TASK: Copy out each of the lines below word for word, leaving out the pictures.

DATA TO PROCESS:
================

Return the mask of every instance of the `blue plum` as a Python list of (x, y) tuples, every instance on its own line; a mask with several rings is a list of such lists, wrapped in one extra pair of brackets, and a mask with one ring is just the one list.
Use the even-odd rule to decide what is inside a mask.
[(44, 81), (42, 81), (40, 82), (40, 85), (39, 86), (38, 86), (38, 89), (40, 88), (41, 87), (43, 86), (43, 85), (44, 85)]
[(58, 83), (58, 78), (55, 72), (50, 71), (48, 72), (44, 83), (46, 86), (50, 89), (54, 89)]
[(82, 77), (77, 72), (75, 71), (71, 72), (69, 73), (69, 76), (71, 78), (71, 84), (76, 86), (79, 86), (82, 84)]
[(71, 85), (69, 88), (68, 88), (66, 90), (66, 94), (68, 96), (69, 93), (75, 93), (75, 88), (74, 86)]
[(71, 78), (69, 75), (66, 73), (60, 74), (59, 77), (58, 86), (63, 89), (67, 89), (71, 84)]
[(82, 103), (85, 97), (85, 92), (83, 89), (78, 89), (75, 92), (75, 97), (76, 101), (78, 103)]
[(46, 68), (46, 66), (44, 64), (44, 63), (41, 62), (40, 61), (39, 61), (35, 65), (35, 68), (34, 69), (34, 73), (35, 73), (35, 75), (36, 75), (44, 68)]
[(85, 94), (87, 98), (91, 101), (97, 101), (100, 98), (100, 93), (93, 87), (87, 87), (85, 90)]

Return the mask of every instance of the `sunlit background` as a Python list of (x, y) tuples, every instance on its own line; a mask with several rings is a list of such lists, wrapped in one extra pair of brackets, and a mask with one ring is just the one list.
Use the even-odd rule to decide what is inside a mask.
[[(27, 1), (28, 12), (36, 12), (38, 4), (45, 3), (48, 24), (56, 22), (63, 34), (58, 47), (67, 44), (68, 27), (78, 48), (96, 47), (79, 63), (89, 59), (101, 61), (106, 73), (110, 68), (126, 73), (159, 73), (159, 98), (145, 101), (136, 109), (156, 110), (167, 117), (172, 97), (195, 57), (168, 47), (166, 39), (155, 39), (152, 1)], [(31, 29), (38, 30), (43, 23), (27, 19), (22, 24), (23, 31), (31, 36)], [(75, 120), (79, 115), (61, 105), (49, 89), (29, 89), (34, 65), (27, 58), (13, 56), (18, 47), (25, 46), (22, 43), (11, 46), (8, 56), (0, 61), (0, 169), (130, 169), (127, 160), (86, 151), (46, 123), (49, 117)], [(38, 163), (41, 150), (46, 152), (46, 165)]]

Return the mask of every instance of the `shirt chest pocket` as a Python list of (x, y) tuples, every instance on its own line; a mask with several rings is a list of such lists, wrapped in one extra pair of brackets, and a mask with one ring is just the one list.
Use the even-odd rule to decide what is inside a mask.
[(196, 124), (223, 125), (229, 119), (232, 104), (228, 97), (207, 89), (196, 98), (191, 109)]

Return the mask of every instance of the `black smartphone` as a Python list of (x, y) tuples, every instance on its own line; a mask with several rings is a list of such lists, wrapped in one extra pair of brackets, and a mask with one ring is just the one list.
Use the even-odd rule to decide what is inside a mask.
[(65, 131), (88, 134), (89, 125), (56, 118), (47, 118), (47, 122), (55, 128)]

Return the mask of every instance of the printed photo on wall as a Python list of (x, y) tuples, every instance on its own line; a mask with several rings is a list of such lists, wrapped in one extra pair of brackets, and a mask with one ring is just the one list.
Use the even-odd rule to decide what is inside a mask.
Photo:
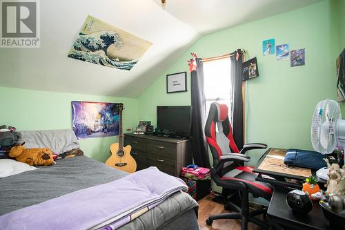
[(291, 50), (290, 53), (290, 66), (299, 66), (305, 65), (305, 49)]
[(275, 47), (275, 59), (277, 61), (288, 59), (289, 53), (290, 53), (289, 44), (278, 45)]
[(119, 135), (118, 104), (72, 102), (72, 129), (78, 139)]
[(68, 57), (130, 70), (152, 43), (88, 16)]
[(270, 39), (262, 41), (262, 55), (270, 55), (275, 53), (275, 39)]
[(257, 68), (256, 57), (244, 62), (242, 64), (242, 77), (244, 82), (248, 79), (259, 76), (259, 68)]

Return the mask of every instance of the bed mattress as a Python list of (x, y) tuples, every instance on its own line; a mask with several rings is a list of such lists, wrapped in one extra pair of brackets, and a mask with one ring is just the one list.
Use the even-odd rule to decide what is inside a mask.
[[(0, 178), (0, 215), (126, 175), (86, 156), (77, 156), (58, 160), (51, 166)], [(179, 223), (177, 218), (193, 215), (193, 212), (197, 214), (197, 203), (186, 193), (179, 192), (120, 229), (174, 229), (169, 224)], [(194, 218), (192, 229), (197, 229), (195, 222)]]

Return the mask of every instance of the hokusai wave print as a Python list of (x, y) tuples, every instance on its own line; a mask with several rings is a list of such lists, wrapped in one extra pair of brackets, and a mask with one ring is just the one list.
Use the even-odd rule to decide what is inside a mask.
[(152, 43), (88, 16), (68, 57), (130, 70)]
[(118, 104), (72, 102), (72, 125), (78, 139), (119, 135)]

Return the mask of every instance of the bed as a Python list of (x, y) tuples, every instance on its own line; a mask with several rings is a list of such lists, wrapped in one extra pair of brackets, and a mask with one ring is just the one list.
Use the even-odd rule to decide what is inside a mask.
[[(0, 217), (128, 175), (81, 155), (59, 160), (51, 166), (0, 178)], [(197, 203), (189, 195), (177, 192), (119, 229), (199, 229), (197, 208)], [(72, 211), (66, 211), (73, 215)]]

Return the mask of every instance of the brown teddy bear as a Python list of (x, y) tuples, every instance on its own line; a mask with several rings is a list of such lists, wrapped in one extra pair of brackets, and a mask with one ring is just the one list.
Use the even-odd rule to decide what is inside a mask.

================

RESPONSE TO THIS TASK:
Return the mask of every instance of the `blue plum` as a Python list of (x, y) tuples, every instance on its own line; a mask with several rings is a list of such lists, wrapped in one extra pair of brackets, and a mask with one ring is just the one list.
Use the even-odd rule to decide what is inside a mask.
[(44, 81), (42, 81), (40, 82), (40, 85), (39, 86), (38, 86), (38, 89), (40, 88), (41, 87), (43, 86), (43, 85), (44, 85)]
[(58, 83), (58, 78), (55, 72), (50, 71), (48, 72), (44, 83), (46, 86), (50, 89), (54, 89)]
[(82, 77), (77, 72), (75, 71), (71, 72), (69, 73), (69, 76), (71, 78), (71, 84), (76, 86), (79, 86), (82, 84)]
[(71, 85), (69, 88), (68, 88), (66, 90), (66, 94), (68, 96), (69, 93), (75, 93), (75, 88), (74, 86)]
[(71, 78), (69, 75), (66, 73), (60, 74), (59, 77), (58, 86), (63, 89), (67, 89), (71, 84)]
[(82, 103), (85, 97), (85, 92), (83, 89), (78, 89), (75, 92), (75, 97), (76, 101), (78, 103)]
[(46, 68), (46, 66), (44, 64), (44, 63), (41, 62), (40, 61), (39, 61), (35, 65), (35, 68), (34, 69), (34, 73), (35, 73), (35, 75), (36, 75), (44, 68)]
[(85, 94), (87, 98), (91, 101), (97, 101), (100, 98), (100, 93), (93, 87), (87, 87), (85, 90)]

Return the mask of every instance of the `sunlit background` as a Python list of (x, y) tuples, every instance on its own line; a mask with several rings is a list of such lists, wrapped in one extra pair of brackets, and a mask with one ring is just the one list.
Use the even-odd rule to decide what is inside a mask.
[[(27, 1), (28, 12), (36, 12), (38, 4), (45, 3), (48, 24), (56, 22), (63, 34), (58, 47), (67, 44), (68, 27), (78, 48), (96, 47), (79, 63), (89, 59), (101, 61), (106, 73), (110, 68), (126, 73), (159, 73), (159, 98), (145, 101), (136, 109), (156, 110), (167, 117), (172, 97), (195, 57), (168, 47), (166, 39), (155, 39), (152, 1)], [(31, 29), (38, 30), (43, 23), (27, 19), (22, 24), (23, 31), (31, 36)], [(75, 120), (79, 115), (61, 105), (49, 89), (29, 89), (34, 65), (27, 58), (13, 56), (18, 47), (25, 46), (22, 43), (11, 46), (8, 56), (0, 61), (0, 169), (130, 169), (127, 160), (86, 151), (46, 123), (49, 117)], [(38, 163), (41, 150), (46, 152), (46, 165)]]

Return the mask of every instance of the `shirt chest pocket` as a Python list of (x, y) tuples, every instance on its own line; a mask with several rings is a list of such lists, wrapped in one extra pair of brackets, and a mask with one ring is just the one list.
Use the even-odd rule to decide what is inside a mask.
[(196, 124), (223, 125), (229, 119), (232, 104), (228, 97), (207, 89), (196, 98), (191, 109)]

Return the mask of every instance of the `black smartphone` as a Python list of (x, y) tuples, every instance on its own line; a mask with several rings is a list of such lists, wrapped in one extra pair of brackets, and a mask with one ring is just the one list.
Use the even-odd rule to decide what is inside a mask.
[(65, 131), (88, 134), (89, 125), (56, 118), (47, 118), (47, 122), (55, 128)]

Return the mask of every instance of the printed photo on wall as a Python list of (x, y) tuples, every instance on its own line; a mask with several rings is a list of such lists, wrapped in one extra pair of brackets, and a mask with one ring is just the one list.
Use the even-odd rule to decide what is inside a mask.
Photo:
[(291, 50), (290, 53), (290, 66), (299, 66), (305, 65), (305, 49)]
[(275, 47), (275, 59), (277, 61), (288, 59), (289, 53), (290, 53), (289, 44), (278, 45)]
[(119, 135), (118, 104), (72, 102), (72, 129), (78, 139)]
[(68, 57), (130, 70), (152, 43), (88, 16)]
[(270, 39), (262, 41), (262, 55), (270, 55), (275, 53), (275, 39)]
[(257, 68), (256, 57), (244, 62), (242, 64), (242, 77), (244, 82), (248, 79), (259, 76), (259, 68)]

Return the mask of every instance of the bed mattress as a Python list of (x, y) tuples, every instance on its own line; a mask with several rings is a list of such lists, wrapped in one extra pair of brackets, and a mask with one ring is just the one list.
Use the even-odd rule to decide what is inside a mask.
[[(0, 178), (0, 215), (126, 175), (86, 156), (77, 156), (58, 160), (51, 166)], [(179, 223), (177, 218), (193, 215), (193, 212), (197, 214), (197, 203), (186, 193), (179, 192), (120, 229), (174, 229), (169, 224)], [(194, 218), (192, 229), (197, 229), (195, 222)]]

Return the mask of every instance of the hokusai wave print as a Python list of (x, y) tuples, every instance on its own line; a mask with several rings is a list of such lists, wrapped in one extra pair of brackets, and a mask with one ring is just the one list.
Use the even-odd rule to decide what is inside a mask.
[(152, 43), (88, 16), (68, 57), (130, 70)]
[(118, 104), (72, 102), (72, 125), (78, 139), (119, 135)]

Return the mask of every instance of the bed as a Python list of (x, y) tuples, every instance on its own line; a mask with several rings is a list of such lists, wrapped in one extra pair of brackets, and a mask with one ring is just the one list.
Use the even-odd rule to decide what is inside a mask.
[[(0, 217), (128, 175), (81, 155), (59, 160), (51, 166), (0, 178)], [(197, 203), (189, 195), (177, 192), (119, 229), (199, 229), (197, 208)], [(72, 211), (66, 211), (73, 215)]]

Return the mask of every instance of the brown teddy bear as a Python list of (x, y) tuples, every instance on its own line; a mask with several rings is a list of such lists, wrapped in one extra pair of brackets, and a mask with one ring is just the one list.
Use the even-odd rule to decide what is inside a mask.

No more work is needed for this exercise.